### WRITTEN EXERCISE
Please return each line in the items below that contains the word "hillside". Case matters.

PROVIDED DATA start

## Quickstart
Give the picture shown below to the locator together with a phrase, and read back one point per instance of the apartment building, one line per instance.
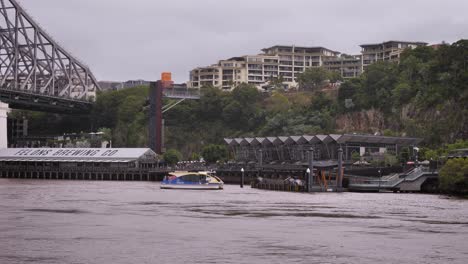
(295, 59)
(349, 66)
(386, 51)
(286, 62)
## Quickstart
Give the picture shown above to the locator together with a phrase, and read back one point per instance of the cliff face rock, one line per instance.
(369, 121)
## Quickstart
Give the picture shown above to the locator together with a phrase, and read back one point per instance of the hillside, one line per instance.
(426, 95)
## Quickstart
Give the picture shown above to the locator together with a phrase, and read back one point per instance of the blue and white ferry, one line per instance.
(192, 181)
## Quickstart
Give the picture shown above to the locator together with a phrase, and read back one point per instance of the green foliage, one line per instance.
(213, 153)
(172, 156)
(391, 160)
(425, 95)
(454, 176)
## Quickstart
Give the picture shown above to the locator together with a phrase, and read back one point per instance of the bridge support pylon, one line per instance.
(3, 125)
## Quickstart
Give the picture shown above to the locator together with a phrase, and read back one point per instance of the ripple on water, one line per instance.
(58, 211)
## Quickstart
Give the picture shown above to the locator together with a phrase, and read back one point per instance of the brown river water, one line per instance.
(136, 222)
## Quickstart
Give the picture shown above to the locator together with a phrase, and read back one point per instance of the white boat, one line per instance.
(192, 181)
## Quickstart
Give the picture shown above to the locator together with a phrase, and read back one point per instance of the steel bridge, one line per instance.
(36, 73)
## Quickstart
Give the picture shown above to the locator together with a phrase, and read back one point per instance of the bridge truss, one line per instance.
(35, 72)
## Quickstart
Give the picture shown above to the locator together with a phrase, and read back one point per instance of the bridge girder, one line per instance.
(33, 64)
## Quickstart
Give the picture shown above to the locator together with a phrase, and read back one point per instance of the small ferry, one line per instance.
(192, 181)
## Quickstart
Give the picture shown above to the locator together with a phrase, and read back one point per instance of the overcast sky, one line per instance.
(138, 39)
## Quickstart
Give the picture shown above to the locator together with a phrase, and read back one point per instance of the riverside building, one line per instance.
(80, 164)
(283, 63)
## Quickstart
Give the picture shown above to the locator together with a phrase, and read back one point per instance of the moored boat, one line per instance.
(192, 181)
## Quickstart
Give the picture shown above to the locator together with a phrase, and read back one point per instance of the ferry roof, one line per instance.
(76, 154)
(299, 47)
(393, 41)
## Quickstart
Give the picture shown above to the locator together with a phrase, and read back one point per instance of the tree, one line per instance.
(172, 156)
(454, 176)
(213, 153)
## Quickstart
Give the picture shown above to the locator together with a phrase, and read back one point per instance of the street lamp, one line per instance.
(242, 179)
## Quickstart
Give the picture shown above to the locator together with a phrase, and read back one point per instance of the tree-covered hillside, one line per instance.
(426, 95)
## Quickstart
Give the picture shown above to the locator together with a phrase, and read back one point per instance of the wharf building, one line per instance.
(80, 164)
(294, 149)
(284, 63)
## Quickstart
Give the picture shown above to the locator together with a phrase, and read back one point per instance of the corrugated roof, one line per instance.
(74, 154)
(317, 139)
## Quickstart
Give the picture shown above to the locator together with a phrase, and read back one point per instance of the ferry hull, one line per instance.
(193, 186)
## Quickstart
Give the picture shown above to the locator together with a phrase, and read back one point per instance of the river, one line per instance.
(136, 222)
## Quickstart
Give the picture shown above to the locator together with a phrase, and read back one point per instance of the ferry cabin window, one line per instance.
(191, 178)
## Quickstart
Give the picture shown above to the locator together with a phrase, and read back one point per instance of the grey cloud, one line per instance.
(122, 39)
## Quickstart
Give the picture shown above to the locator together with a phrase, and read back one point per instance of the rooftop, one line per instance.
(300, 47)
(394, 41)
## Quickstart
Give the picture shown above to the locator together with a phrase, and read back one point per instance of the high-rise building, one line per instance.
(277, 62)
(285, 63)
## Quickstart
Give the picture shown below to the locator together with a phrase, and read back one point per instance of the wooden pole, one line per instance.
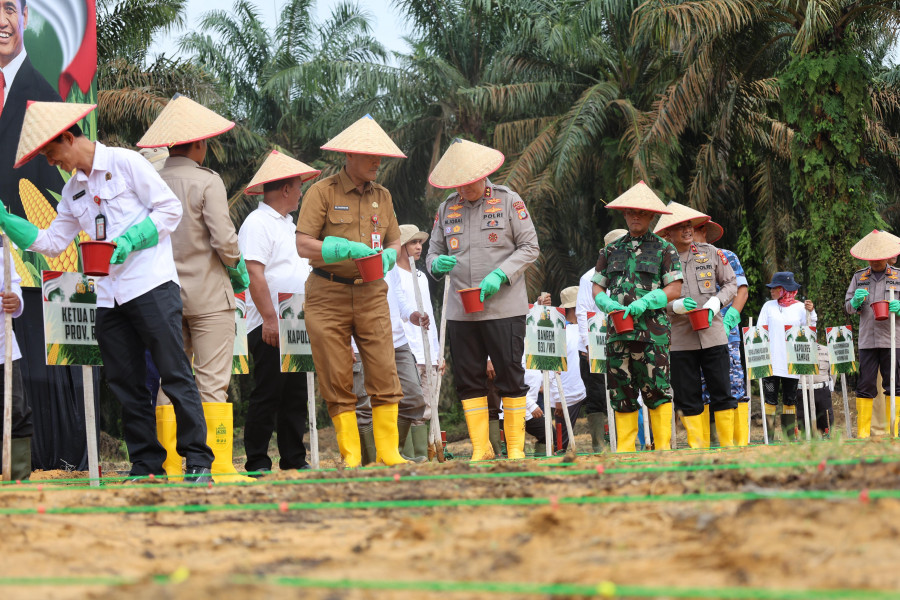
(90, 424)
(7, 367)
(313, 427)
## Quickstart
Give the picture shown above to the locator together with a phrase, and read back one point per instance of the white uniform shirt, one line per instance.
(129, 190)
(17, 290)
(573, 386)
(414, 332)
(776, 317)
(269, 238)
(584, 304)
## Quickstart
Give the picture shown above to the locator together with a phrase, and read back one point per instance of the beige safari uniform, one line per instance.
(494, 231)
(704, 268)
(338, 304)
(204, 242)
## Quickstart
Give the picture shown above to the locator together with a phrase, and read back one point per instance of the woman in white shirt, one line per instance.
(783, 310)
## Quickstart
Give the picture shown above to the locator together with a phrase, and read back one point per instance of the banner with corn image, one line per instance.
(240, 357)
(70, 310)
(296, 352)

PROVIDED DATA end

### SOLUTION
Give the picture shown above to the locator together with a phrase, and read back one point per instance of the hillside, one line per instance.
Give the picture shown above to the locator together with a phrase, and read back one point per instance of the tree-covered hillside, one line per instance.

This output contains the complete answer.